## START Material to process

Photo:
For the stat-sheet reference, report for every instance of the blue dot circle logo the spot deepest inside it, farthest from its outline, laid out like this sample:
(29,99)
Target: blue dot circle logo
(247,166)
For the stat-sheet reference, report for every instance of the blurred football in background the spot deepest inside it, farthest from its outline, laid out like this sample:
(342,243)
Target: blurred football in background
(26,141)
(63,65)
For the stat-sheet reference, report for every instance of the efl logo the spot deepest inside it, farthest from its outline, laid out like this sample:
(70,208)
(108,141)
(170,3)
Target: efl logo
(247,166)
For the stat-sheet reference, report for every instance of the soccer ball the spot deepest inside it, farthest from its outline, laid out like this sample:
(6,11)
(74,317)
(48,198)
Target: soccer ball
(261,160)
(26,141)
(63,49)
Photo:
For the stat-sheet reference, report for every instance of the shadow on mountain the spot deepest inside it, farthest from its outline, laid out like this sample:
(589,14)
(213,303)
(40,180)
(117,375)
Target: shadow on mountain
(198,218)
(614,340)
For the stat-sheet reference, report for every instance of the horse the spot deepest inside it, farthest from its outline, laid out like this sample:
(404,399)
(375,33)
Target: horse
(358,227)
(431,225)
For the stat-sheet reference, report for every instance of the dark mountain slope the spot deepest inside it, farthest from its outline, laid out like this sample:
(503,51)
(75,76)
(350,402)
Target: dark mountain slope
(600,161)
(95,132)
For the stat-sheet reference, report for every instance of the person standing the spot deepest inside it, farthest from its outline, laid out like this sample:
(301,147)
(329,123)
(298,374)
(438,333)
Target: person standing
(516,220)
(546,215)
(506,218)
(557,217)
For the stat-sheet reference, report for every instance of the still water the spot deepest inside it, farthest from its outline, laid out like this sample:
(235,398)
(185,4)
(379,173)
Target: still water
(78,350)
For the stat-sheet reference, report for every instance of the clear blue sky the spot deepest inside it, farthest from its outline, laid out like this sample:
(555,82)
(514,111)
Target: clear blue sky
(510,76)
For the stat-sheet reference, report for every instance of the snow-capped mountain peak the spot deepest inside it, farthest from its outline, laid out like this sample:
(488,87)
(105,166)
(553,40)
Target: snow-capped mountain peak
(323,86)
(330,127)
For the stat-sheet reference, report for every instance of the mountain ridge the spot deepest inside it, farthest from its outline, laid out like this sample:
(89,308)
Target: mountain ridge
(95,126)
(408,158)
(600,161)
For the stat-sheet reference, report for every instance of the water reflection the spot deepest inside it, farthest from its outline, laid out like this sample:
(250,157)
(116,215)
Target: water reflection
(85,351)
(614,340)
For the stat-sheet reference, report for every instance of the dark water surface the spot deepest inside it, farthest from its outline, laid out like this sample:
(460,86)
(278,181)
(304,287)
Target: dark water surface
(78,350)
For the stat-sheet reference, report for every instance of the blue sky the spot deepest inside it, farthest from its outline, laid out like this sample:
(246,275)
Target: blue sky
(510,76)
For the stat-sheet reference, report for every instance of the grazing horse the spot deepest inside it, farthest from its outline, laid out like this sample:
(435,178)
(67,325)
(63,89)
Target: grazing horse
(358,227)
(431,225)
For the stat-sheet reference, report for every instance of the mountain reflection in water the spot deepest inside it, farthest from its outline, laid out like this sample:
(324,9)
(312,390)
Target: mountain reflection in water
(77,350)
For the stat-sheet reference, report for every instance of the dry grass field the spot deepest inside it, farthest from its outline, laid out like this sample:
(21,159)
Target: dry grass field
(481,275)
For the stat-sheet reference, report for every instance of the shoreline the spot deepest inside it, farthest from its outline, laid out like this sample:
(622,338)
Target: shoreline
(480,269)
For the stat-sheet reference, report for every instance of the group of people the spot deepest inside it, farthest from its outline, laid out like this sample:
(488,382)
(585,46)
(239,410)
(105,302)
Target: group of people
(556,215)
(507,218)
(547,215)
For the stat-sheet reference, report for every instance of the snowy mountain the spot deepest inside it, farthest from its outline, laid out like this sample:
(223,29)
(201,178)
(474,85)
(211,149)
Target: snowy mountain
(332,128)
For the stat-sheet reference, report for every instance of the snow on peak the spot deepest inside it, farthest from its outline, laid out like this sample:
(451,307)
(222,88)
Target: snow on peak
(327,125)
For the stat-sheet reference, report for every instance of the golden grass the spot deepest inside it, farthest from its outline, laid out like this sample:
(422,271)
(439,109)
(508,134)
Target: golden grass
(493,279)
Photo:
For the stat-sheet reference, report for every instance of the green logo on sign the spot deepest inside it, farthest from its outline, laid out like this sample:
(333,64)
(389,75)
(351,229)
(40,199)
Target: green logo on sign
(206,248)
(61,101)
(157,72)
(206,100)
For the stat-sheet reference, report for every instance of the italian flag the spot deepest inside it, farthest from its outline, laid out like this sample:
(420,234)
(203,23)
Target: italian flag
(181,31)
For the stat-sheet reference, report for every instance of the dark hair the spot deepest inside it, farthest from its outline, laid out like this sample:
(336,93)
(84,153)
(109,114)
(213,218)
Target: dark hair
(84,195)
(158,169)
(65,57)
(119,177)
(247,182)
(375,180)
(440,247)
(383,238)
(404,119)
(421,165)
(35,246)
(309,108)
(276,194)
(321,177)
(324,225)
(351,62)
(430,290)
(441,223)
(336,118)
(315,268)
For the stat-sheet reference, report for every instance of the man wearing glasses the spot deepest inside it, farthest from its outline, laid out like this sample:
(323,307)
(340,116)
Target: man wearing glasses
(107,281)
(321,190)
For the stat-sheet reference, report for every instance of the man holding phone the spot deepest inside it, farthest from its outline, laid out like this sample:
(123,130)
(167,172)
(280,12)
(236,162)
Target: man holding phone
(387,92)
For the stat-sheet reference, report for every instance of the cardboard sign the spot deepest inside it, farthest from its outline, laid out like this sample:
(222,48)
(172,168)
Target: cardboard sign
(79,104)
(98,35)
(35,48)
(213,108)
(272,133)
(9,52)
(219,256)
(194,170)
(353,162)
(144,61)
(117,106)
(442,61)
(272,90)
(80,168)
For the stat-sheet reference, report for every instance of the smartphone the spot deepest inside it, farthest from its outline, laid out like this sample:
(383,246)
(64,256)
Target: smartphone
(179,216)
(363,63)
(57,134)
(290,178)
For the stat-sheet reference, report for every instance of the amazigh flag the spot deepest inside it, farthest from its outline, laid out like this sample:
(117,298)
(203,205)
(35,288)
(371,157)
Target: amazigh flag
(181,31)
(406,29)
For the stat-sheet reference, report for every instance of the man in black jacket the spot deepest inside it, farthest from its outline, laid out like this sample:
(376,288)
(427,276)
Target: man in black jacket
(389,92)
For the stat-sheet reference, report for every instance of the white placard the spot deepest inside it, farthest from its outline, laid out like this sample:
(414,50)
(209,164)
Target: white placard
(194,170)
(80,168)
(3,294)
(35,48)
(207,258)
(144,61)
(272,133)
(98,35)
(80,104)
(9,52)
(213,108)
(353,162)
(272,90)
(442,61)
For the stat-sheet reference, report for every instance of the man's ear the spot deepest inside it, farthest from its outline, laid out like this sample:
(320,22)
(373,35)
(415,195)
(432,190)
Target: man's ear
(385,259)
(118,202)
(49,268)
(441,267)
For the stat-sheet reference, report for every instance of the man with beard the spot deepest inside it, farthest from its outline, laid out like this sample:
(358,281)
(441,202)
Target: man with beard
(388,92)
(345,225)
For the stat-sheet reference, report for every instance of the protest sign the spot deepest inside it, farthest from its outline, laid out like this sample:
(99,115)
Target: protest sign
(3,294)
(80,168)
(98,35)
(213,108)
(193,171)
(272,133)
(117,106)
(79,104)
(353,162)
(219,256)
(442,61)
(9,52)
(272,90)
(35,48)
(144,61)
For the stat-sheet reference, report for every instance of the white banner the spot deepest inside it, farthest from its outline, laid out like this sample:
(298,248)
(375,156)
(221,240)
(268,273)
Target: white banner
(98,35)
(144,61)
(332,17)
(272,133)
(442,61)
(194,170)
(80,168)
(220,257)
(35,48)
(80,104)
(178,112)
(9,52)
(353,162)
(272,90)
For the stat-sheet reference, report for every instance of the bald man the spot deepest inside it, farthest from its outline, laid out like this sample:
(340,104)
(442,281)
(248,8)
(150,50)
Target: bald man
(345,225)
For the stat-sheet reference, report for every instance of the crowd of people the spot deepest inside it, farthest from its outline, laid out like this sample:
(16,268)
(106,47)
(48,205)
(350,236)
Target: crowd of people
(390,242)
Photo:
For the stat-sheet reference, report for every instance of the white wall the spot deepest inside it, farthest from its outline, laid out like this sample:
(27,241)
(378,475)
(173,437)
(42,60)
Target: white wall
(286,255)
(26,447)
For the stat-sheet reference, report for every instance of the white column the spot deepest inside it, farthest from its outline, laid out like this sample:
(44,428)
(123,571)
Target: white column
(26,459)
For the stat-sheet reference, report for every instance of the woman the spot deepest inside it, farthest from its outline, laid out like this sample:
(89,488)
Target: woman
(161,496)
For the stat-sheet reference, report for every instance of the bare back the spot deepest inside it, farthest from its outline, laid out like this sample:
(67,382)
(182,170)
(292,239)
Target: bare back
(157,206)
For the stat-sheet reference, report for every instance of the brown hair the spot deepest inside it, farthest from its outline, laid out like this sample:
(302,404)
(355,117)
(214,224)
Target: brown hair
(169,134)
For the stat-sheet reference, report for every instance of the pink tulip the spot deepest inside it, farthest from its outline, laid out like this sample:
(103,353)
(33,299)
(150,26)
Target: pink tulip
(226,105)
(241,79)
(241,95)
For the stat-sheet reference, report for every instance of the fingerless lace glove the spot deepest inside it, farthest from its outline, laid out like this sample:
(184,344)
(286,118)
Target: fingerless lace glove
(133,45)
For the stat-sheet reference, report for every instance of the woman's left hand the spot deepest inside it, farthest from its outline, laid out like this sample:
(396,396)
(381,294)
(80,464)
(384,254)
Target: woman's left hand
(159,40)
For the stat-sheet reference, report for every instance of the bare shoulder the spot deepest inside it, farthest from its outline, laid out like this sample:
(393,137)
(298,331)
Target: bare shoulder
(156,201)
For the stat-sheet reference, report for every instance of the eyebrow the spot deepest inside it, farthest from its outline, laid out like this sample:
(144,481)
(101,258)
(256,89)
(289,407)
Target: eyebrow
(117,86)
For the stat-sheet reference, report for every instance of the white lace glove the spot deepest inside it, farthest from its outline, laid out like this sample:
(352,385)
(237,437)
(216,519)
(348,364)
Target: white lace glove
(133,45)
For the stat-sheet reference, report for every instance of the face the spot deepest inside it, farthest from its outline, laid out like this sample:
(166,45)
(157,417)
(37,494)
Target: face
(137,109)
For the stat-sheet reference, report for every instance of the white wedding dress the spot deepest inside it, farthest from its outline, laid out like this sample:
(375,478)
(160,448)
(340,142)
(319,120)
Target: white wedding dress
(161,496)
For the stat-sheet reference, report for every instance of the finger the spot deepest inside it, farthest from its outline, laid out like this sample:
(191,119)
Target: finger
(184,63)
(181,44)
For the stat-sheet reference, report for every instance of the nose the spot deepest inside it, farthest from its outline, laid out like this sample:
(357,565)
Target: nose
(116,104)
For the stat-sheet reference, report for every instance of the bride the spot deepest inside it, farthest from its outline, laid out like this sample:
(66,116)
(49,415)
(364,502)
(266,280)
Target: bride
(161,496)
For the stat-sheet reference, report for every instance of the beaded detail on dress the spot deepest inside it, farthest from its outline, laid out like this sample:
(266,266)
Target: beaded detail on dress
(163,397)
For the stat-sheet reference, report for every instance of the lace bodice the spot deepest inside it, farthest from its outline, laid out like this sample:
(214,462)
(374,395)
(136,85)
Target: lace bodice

## END Material to process

Take the lines from the one containing "of the eyebrow" to the last line of the material above and write them out exactly.

**Full response**
For the stat-sheet reference, report for every instance of the eyebrow the spot deepest inside it, farthest from its outline, laid out like this sample:
(144,481)
(101,258)
(256,89)
(289,407)
Target: eyebrow
(117,86)
For the stat-sheet reference, report for every instance of the white lace glove the spot deepest inside it, farthest from its outline, laid out like this sample:
(352,385)
(237,437)
(216,519)
(348,364)
Target: white lace glove
(133,45)
For the stat-sheet reference, report for every instance of the face the spot deepest inside it, farthest from its outline, laid out like this sample:
(166,45)
(157,417)
(37,494)
Target: face
(137,109)
For the stat-sheet reference, report for every instance of the white wedding dress the spot deepest inside it, farthest from its outline, laid out like this sample:
(375,478)
(160,448)
(340,142)
(319,120)
Target: white wedding dress
(161,496)
For the stat-sheet reference, report for every instance of the finger the spot deepest inside it, farthest from its outline, laid out like this sample:
(191,119)
Target: finger
(184,63)
(181,44)
For the stat-sheet reference, report for every instance of the nose the spot deepest inside it, farthest from its outline, laid out like this sample:
(357,565)
Target: nose
(116,104)
For the stat-sheet reference, report for every instance of the bride the spot deepest inside it, farthest from its outline, laid out like this sample:
(66,116)
(49,415)
(364,502)
(266,280)
Target: bride
(161,496)
For the stat-sheet reference, report for every instance of the beaded detail on dress the spot deepest inside it, farthest from its outline, laid out like this sample:
(266,266)
Target: beaded detail on dress
(163,397)
For the stat-sheet reference, report for every instance of the lace bodice the spot deepest inside it, farthest from its outline, laid out like this sample:
(214,462)
(374,395)
(136,85)
Target: lace bodice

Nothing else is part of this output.